* _TASK DETAILS_
Render every line of the material below as a numbered list, skipping any blank lines. Leave the pictures out of your answer.

* _DATASET EXTRACT_
>>>

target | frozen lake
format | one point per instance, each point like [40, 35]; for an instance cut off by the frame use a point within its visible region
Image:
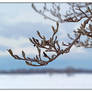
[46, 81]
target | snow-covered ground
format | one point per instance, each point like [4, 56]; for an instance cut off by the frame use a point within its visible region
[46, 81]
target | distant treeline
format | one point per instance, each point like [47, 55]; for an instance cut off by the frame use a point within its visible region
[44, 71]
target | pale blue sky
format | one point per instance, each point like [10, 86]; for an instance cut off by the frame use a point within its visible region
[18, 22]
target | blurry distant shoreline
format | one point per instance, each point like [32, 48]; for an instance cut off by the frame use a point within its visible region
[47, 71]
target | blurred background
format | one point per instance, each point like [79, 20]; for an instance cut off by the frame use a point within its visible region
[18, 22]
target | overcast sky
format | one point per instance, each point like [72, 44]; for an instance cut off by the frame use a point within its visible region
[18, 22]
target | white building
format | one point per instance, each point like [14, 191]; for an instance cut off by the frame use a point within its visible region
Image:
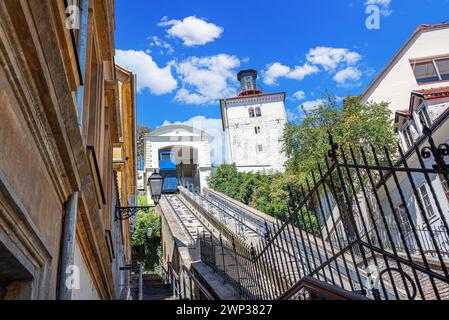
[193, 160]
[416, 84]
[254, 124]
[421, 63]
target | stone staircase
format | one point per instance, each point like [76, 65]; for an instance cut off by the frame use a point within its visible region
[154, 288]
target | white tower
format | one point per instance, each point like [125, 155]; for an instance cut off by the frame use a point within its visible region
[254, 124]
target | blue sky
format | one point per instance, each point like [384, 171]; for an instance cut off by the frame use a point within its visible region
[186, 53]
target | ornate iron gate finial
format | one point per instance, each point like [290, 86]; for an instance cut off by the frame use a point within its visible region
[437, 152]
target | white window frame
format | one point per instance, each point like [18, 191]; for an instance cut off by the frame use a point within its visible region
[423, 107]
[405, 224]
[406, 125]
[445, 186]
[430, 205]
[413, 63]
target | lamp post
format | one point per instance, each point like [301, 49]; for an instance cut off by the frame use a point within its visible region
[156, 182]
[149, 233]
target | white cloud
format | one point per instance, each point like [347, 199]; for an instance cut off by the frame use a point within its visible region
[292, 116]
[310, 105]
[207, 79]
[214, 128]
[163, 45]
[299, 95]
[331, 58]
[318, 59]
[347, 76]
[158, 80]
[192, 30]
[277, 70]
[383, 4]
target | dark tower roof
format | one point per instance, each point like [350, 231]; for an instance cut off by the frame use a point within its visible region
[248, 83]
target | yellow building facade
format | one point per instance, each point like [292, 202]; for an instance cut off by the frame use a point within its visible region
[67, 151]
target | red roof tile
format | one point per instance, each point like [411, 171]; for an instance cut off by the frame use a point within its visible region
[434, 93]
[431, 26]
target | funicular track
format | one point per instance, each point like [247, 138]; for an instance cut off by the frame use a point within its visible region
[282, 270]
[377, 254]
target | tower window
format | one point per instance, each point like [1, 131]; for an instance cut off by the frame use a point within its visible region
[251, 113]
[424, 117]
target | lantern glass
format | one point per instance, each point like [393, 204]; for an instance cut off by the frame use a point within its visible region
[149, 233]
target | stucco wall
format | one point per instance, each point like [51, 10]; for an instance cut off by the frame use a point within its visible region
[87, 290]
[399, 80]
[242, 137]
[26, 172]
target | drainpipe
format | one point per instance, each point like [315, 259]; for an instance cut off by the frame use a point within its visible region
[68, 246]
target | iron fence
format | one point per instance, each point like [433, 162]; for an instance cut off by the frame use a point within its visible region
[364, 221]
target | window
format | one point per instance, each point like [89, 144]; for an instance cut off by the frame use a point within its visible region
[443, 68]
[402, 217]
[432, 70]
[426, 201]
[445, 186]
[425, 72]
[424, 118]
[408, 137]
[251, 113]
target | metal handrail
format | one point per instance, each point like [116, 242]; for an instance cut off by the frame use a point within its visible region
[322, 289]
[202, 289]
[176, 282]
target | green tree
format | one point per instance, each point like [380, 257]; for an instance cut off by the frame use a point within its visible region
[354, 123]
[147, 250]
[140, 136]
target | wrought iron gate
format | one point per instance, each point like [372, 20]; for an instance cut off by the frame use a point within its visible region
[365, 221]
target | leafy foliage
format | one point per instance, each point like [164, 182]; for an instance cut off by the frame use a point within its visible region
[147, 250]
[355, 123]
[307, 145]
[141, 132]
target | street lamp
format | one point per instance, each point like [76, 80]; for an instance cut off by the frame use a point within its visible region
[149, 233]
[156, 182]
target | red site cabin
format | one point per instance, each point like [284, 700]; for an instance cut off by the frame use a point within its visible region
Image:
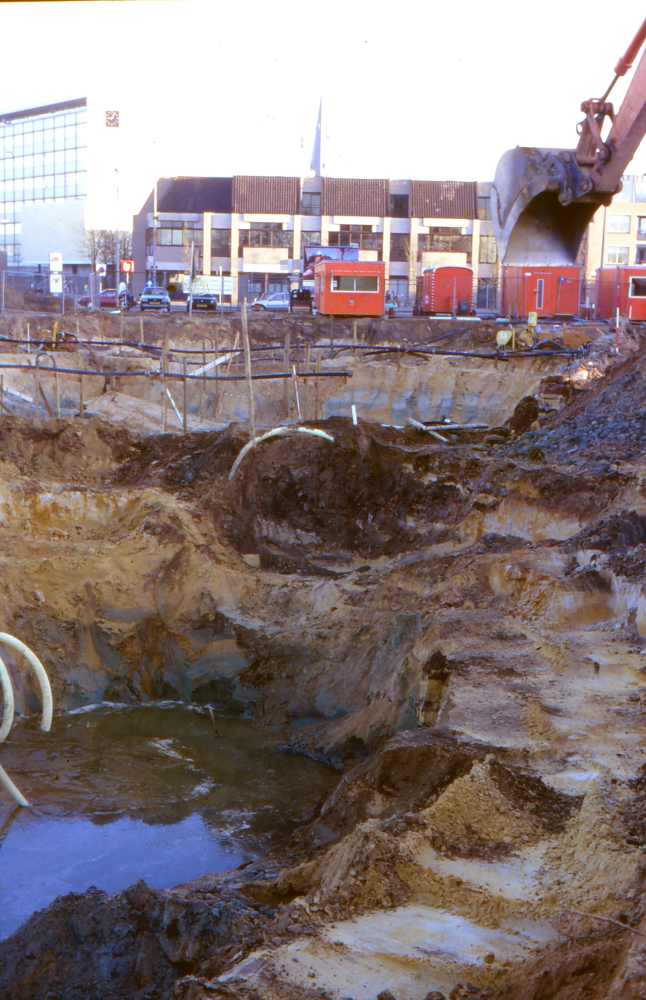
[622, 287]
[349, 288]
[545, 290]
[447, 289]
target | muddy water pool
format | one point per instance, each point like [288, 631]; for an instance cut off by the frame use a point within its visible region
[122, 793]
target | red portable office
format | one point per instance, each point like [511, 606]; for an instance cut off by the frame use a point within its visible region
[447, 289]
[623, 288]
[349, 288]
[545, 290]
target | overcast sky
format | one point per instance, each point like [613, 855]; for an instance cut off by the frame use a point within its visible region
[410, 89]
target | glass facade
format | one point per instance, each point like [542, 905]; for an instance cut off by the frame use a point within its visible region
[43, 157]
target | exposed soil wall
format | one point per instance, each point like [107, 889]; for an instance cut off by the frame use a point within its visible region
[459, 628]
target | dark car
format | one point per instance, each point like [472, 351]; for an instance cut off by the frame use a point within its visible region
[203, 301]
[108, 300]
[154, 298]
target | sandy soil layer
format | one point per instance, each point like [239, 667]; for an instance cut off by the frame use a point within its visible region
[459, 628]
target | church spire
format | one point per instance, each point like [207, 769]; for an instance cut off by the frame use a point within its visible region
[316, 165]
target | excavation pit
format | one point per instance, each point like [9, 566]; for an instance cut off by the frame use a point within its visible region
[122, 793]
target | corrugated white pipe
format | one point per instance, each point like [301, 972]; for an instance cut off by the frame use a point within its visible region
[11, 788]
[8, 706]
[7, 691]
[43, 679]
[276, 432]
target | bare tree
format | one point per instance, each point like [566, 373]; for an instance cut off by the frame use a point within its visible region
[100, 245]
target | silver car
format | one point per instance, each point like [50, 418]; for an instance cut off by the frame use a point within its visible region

<<<

* _EXERCISE RESPONSE_
1. target | frozen lake
2. format | one point per instance, each point like [40, 35]; for an instance cut off by the frame use a point within its visible region
3. Image:
4. [46, 81]
5. target | snow-covered ground
6. format | one point per instance, each point like [4, 56]; for an instance cut off by the frame use a point within its visible region
7. [46, 81]
8. target | distant treeline
9. format | one point per instance, each point like [47, 55]; for an instance cut off by the frame use a point within its visible region
10. [44, 71]
11. target | pale blue sky
12. format | one point per instance, each point like [10, 86]; for an instance cut off by the frame use a point within its visible region
13. [18, 22]
14. target | blurry distant shoreline
15. format | one point per instance, each point like [32, 48]; for an instance cut off by the frame use a point within its visible region
16. [47, 71]
17. target | blurred background
18. format | one point per instance, each point like [79, 20]; for an instance cut off by the frame use a point within its visible region
19. [18, 22]
20. target | overcast sky
21. format | one point per instance, each point like [72, 44]; for an instance cut off by the frame use a point within its visible region
22. [18, 22]
23. target | white building
24. format | one point per instance, each point like [14, 191]; for an instance cut off by the frame use a point within its visible region
25. Image:
26. [193, 160]
27. [416, 84]
28. [254, 124]
29. [421, 63]
30. target | stone staircase
31. format | one point per instance, each point like [76, 65]; for an instance cut off by the frame use a point within its visible region
32. [154, 288]
33. target | white tower
34. format | one point per instance, each point like [125, 155]; for an instance cut off by the frame use a point within its visible region
35. [254, 124]
36. target | blue sky
37. format | one point per instance, each point like [384, 171]; for an instance cut off by the frame use a point within its visible region
38. [186, 53]
39. target | ornate iron gate finial
40. format | one point per instance, each point like [290, 86]; for an instance cut off by the frame use a point within its visible region
41. [437, 152]
42. target | white window frame
43. format | one point per instance, each point like [18, 191]; for an instance cut off by the frame use a point within its visible region
44. [423, 107]
45. [405, 224]
46. [406, 125]
47. [445, 186]
48. [430, 205]
49. [413, 63]
50. target | lamp post
51. format | one point per instance, each point like [301, 49]; for an instance cut off by the frame use a point within its visible region
52. [156, 182]
53. [149, 233]
54. target | white cloud
55. format | one point per instance, each point like [347, 199]; for an instance cut off by the frame use a point within its visible region
56. [292, 116]
57. [310, 105]
58. [207, 79]
59. [214, 128]
60. [163, 45]
61. [299, 95]
62. [331, 58]
63. [318, 59]
64. [347, 76]
65. [158, 80]
66. [192, 30]
67. [277, 70]
68. [383, 4]
69. target | dark tower roof
70. format | one point per instance, each point like [350, 231]; for an instance cut off by the frame use a point within its visible region
71. [248, 83]
72. target | yellow building facade
73. format | one point per instance, each point like [292, 202]; for an instance cut off by the frame use a point within its visible region
74. [67, 151]
75. target | red roof tile
76. format | one point per instance, each point like [411, 171]; for an instance cut off by the frame use a point within its visible region
77. [434, 93]
78. [431, 26]
79. target | funicular track
80. format | one point per instance, each point like [247, 138]; for an instance cut off by the frame use a point within its visible region
81. [282, 270]
82. [377, 254]
83. target | tower window
84. format | one point per instance, each point like [1, 131]; for an instance cut off by the frame use a point within its visible region
85. [251, 113]
86. [424, 117]
87. target | lantern glass
88. format | one point per instance, each point like [393, 204]; for an instance cut off by the frame use a point within its visible region
89. [149, 233]
90. target | stucco wall
91. format | one point per instance, each point like [51, 10]; for an instance cut off by the frame use a point within its visible region
92. [87, 290]
93. [399, 80]
94. [242, 137]
95. [26, 172]
96. target | drainpipe
97. format | one point per instance, each point like [315, 259]; for an instance cut off by the frame use a point within its visible region
98. [68, 246]
99. target | iron fence
100. format | one point per instance, each point like [433, 162]; for an instance cut off by the frame use a point within its visible region
101. [364, 221]
102. target | window
103. format | one point per instance, each point like [89, 144]; for an instance cut off by the frame use a point within its visible region
104. [443, 68]
105. [402, 217]
106. [432, 70]
107. [426, 201]
108. [445, 186]
109. [425, 72]
110. [424, 118]
111. [408, 137]
112. [251, 113]
113. target | metal handrail
114. format | one point per instance, each point like [116, 242]; for an instance cut off by the frame use a point within its visible region
115. [322, 289]
116. [202, 289]
117. [176, 282]
118. target | green tree
119. format | one point per instance, each point like [380, 257]; for an instance cut off by the frame use a point within its visible region
120. [354, 123]
121. [147, 250]
122. [140, 136]
123. target | wrought iron gate
124. format | one point per instance, each point like [372, 20]; for an instance cut off by the frame use a point within its visible region
125. [365, 221]
126. target | leafy foliage
127. format | one point per instance, each point like [164, 182]; for an instance cut off by the frame use a point within its visible region
128. [147, 250]
129. [355, 123]
130. [307, 145]
131. [141, 132]
132. target | street lamp
133. format | one point per instance, each point like [76, 80]; for an instance cut off by the frame use a point within its visible region
134. [149, 233]
135. [156, 182]
136. target | red site cabin
137. format | one point per instance, each point like [284, 700]; for an instance cut off by the frame use a point within its visible region
138. Image:
139. [622, 287]
140. [349, 288]
141. [545, 290]
142. [447, 289]
143. target | muddy water pool
144. format | one point per instance, each point like [288, 631]; for an instance cut off by the frame use a point within its visible region
145. [122, 793]
146. target | red portable office
147. format | one point per instance, each point like [511, 606]; for an instance cut off by the frame use a point within its visible region
148. [447, 289]
149. [623, 288]
150. [349, 288]
151. [545, 290]
152. target | overcast sky
153. format | one point per instance, each point like [613, 855]; for an instance cut off by the frame use a point within its visible region
154. [410, 89]
155. target | glass facade
156. format | one point per instance, each point like [542, 905]; for an instance cut off by the frame use a point within its visible region
157. [43, 157]
158. target | exposed soil wall
159. format | one point per instance, each point like [107, 889]; for an instance cut off by the frame use a point within its visible region
160. [459, 628]
161. target | dark car
162. format | one point per instance, each point like [472, 351]; for an instance cut off by the frame use a point within its visible region
163. [203, 301]
164. [108, 300]
165. [154, 298]
166. target | sandy soil layer
167. format | one point per instance, each point like [239, 667]; for an instance cut off by the frame use a point within its visible region
168. [459, 628]
169. target | church spire
170. format | one point per instance, each point like [207, 769]; for an instance cut off by the frame use a point within its visible region
171. [316, 165]
172. target | excavation pit
173. format | one point per instance, each point like [9, 566]; for an instance cut off by the frame use a point within its visible region
174. [122, 793]
175. target | corrugated white pipe
176. format | one point per instance, each point like [301, 972]; for an instance cut off by the frame use a point within its visible region
177. [11, 788]
178. [8, 706]
179. [7, 691]
180. [43, 679]
181. [276, 432]
182. target | bare tree
183. format | one point per instance, each point like [566, 373]; for an instance cut off by the frame use a point within its visible region
184. [100, 245]
185. target | silver car
186. format | one point per instance, each point like [50, 418]; for an instance cut off by the frame use a point within its visible region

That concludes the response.